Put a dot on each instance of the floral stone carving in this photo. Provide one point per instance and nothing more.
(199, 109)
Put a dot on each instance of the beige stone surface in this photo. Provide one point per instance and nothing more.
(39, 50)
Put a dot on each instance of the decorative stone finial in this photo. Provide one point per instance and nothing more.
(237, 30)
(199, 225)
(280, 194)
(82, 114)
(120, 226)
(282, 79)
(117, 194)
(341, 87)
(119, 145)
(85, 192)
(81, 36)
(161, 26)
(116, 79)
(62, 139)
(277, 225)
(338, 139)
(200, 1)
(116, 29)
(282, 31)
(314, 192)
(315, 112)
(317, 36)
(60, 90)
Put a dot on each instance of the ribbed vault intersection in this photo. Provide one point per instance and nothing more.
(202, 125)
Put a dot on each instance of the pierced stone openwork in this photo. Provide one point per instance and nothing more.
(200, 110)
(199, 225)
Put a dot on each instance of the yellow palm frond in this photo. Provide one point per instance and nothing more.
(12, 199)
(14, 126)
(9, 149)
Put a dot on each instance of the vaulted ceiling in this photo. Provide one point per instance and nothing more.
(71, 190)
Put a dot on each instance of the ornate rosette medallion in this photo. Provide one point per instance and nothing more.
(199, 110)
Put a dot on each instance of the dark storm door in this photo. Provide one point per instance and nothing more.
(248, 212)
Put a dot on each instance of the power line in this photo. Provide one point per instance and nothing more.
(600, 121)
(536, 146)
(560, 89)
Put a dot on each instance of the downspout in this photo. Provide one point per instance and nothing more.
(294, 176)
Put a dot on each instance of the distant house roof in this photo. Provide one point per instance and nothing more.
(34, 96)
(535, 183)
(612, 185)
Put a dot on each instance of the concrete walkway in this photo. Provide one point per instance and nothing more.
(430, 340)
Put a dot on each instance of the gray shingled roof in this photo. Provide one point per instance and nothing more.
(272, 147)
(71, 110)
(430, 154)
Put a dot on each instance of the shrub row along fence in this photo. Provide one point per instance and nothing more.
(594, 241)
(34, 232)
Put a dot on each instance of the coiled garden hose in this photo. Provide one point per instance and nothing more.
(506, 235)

• Task details:
Starting at the record line that contains "Put a dot on each instance of the distant" and continuing through the end of the records, write out those lines again with "concrete" replaced by "brick" and everything else left unchanged.

• Correct result:
Put a dot on each instance of the distant house roof in this photo. Provide one point per instance and nothing more.
(34, 96)
(535, 183)
(612, 185)
Put a dot on each instance of the brick walkway in this photo. Provide one point per instance and nothing more.
(430, 340)
Put a dot on each instance of the gray shingled roof in this photo. Provide one point per instance and nothing more.
(272, 147)
(71, 110)
(430, 154)
Put a dot on each instance of the shrub row along fence in this photo. Provide one point per instance and nothing more.
(594, 241)
(34, 232)
Put a dot on each instance of the coiled garden hose in this photo. Provide one point per instance and nothing more.
(506, 235)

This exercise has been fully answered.